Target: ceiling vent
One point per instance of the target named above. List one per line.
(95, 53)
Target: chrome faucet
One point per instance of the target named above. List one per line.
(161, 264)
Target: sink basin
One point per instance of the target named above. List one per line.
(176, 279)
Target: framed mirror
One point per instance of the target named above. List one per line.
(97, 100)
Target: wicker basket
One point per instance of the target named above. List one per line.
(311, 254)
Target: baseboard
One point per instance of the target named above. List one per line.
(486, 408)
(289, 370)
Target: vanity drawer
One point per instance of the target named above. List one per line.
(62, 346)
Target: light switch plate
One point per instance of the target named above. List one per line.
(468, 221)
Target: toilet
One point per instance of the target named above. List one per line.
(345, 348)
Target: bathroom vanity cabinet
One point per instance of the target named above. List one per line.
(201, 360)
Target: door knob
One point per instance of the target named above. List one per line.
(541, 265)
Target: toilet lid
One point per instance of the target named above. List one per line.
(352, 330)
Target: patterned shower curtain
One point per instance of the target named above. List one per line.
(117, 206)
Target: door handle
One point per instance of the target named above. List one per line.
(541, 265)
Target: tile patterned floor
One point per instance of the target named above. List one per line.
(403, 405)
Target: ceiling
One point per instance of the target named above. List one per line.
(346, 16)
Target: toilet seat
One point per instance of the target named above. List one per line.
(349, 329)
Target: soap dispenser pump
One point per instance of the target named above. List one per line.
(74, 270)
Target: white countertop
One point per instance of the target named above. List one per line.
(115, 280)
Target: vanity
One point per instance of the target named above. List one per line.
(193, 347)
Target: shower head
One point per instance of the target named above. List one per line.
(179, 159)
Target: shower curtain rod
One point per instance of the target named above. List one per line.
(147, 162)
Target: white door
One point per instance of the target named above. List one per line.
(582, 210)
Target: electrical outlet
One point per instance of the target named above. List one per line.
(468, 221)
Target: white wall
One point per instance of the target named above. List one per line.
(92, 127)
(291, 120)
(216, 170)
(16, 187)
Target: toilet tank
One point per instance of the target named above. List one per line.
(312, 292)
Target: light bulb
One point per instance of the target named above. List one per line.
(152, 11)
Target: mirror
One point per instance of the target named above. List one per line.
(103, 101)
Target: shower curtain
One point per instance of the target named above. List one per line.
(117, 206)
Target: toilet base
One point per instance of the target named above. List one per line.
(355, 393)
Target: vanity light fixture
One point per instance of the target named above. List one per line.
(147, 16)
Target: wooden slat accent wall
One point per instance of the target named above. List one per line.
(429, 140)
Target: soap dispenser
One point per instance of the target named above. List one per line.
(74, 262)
....
Print the whole listing above again, word for word, from its first line to its last.

Target: ceiling vent
One point per instance of the target named above. List one per line.
(95, 53)
Target: chrome faucet
One point per instance of the target named above. List one per line.
(161, 264)
Target: sink basin
One point per instance of the target named above. List one per line.
(176, 279)
Target: framed mirror
One point per instance of the target named above. List one per line.
(97, 100)
Target: wicker basket
One point per instance of the target named above. List one per line.
(311, 254)
Target: baseboard
One point per instance of the target named above. List one per line.
(486, 408)
(289, 370)
Target: vanity drawer
One point per instance of the target named above. List one per line.
(62, 346)
Target: light switch plate
One point per instance of the target named above. List one per line.
(468, 221)
Target: toilet
One point per instance of the target named above. List one per line.
(345, 348)
Target: bathroom vanity cabinet
One point per instance of the target named above. List one per line.
(201, 360)
Target: door knob
One point per instance of the target named above. List one per line.
(541, 265)
Target: toilet lid
One point per instance of the target named above. List one per line.
(352, 330)
Target: patterned shower curtain
One point per instance of the target named above. List one per line.
(117, 206)
Target: door handle
One point per instance of the target named above. List one per line.
(541, 265)
Target: tile patterned floor
One point per instance of the target named above. List one per line.
(403, 405)
Target: ceiling
One point per instance of the target named above. List one per line.
(346, 16)
Target: toilet seat
One point per instance of the target named above. List one per line.
(349, 329)
Target: soap dispenser pump
One point per instance of the target named above. List one per line.
(74, 270)
Target: white countertop
One point per instance of the target named above. List one per line.
(115, 280)
Target: vanity
One point per instance of the target named above. List one per line.
(193, 347)
Target: shower head
One point per instance of the target named above. List one per line.
(179, 159)
Target: shower curtain rod
One point per instance of the target named above. List one per line.
(147, 162)
Target: white door
One point per instance of the target named above. List one per line.
(582, 210)
Target: electrical outlet
One point per instance of the target named above. List one per line.
(468, 221)
Target: white wall
One point per instance of the target named above. List one per line.
(92, 127)
(291, 120)
(216, 170)
(16, 187)
Target: toilet tank
One point per instance of the target named above. List one per line.
(312, 292)
Target: light bulb
One point per instance of the target named above. List one per line.
(152, 11)
Target: mirror
One point per instance of the target named above. List one per line.
(103, 101)
Target: shower curtain
One point per instance of the target named above. List one per line.
(117, 206)
Target: toilet base
One point per instance of the target named above. List one per line.
(355, 393)
Target: vanity light fixture
One point per instance of the target named above. List one per line.
(147, 16)
Target: wooden slat accent wall
One point per instance of the target named above. List one per line.
(429, 140)
Target: soap dispenser
One point per instance of the target named above. List one per line.
(74, 262)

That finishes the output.